* GIVEN REQUEST A:
Answer these from the report on the Hawks, Jazz and Bulls trade:
(i) How old is Mack?
(ii) What salary difference between Hinrich and Holiday do the Bulls subtract from their payroll?
(iii) Roughly how much cap room did the Jazz have entering deadline day?

* GIVEN PASSAGE:
Atlanta did end up dealing away Mack, its third-string point guard, who, like Hinrich, is playing the fewest minutes he’s ever seen in his career at 7.5 a game. The 25-year-old Mack, a fifth-year veteran, becomes the most experienced point guard for the Jazz, who’ve de-emphasized the position in the wake of the offseason injury to Dante Exum that wiped out his season. Utah’s reported talks about swapping point guards Ty Lawson and Trey Burke fell through. Mack has a non-guaranteed salary of more than $2.433MM for next season.

Holiday, the other player the Hawks gave up, picked up a championship with the Warriors last summer and shortly thereafter signed a two-year fully guaranteed deal for the minimum salary with Atlanta. His minutes are down slightly but his shot attempts and scoring are off markedly from last year’s numbers. The primary benefit for Chicago, aside from the pick, is the financial savings, as the Bulls subtract the $1,907,664 difference between Hinrich’s and Holiday’s salaries from their payroll. That also clears the Bulls of nearly $2.9MM in projected luxury tax penalties. The deal allows Chicago to create a trade exception equivalent to Hinrich’s $2,854,940 salary.

Atlanta gets to create a trade exception worth the equivalent of Holiday’s $947,276 salary, since Mack’s $2,433,333 pay is a close match with Hinrich’s, even though a 15% trade kicker that Chicago is paying Hinrich gives him a slight bump on his salary. The Jazz remain under the cap, using a slice of the roughly $7.6MM in cap room they had entering deadline day to take in Mack’s salary.

* INFORMATION SUPPLIED:
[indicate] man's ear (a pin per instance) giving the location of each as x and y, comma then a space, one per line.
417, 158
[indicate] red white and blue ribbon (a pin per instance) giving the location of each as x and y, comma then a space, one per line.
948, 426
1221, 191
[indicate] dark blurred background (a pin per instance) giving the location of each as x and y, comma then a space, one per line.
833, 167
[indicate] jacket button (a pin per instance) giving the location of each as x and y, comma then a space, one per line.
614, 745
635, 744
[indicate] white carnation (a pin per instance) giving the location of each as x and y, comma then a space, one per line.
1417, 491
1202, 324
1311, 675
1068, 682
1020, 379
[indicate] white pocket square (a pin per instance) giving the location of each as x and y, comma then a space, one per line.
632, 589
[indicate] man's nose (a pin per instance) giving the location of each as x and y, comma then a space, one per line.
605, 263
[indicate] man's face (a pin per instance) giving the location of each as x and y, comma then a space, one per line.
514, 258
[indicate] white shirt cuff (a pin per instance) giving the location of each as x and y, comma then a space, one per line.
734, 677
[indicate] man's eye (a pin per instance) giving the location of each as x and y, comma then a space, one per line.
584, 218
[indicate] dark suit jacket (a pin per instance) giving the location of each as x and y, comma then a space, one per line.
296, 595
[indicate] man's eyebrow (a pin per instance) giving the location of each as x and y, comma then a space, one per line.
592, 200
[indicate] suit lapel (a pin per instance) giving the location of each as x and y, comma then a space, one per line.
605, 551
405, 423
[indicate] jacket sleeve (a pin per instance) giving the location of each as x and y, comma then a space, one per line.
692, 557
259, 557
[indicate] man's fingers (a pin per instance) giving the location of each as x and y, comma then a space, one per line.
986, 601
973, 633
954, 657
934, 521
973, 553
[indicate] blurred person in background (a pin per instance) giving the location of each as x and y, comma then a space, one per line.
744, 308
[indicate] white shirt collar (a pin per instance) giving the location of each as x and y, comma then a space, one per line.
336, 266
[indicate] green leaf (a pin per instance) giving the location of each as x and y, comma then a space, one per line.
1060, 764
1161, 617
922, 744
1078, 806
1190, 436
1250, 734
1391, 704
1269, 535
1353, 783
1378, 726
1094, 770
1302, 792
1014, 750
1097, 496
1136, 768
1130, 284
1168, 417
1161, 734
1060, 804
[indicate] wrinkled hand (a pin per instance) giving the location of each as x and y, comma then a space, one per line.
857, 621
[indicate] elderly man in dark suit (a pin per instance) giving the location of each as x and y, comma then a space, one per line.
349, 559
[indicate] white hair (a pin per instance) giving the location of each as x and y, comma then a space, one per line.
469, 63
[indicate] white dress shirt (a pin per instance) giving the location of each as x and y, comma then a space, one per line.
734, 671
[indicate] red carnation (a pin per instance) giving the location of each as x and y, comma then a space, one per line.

* GIVEN REQUEST B: Rewrite the rows, starting at the line that has "[indicate] wrinkled hand" and continuing through the last of the rows. Replace "a pin per instance" with "one pin for each instance" and leave everything else unchanged.

* COMPLETE ANSWER A:
(i) 25
(ii) $1,907,664
(iii) About $7.6MM

* COMPLETE ANSWER B:
[indicate] wrinkled hand (one pin for each instance) giving the location of each as x and y, comma then a space, one per line.
857, 621
[indicate] elderly man in dark suit (one pin for each instance) giving the location of each as x and y, comma then a space, one per line.
349, 559
[indicate] white hair (one pin for each instance) giving the location of each as x and y, comma then a space, one per line.
469, 63
[indicate] white dress shirt (one pin for each instance) giving the location of each as x and y, comma then a space, one per line.
734, 671
[indicate] red carnation (one pin for each instance) giving the location of each as x and y, comma then a space, one per line.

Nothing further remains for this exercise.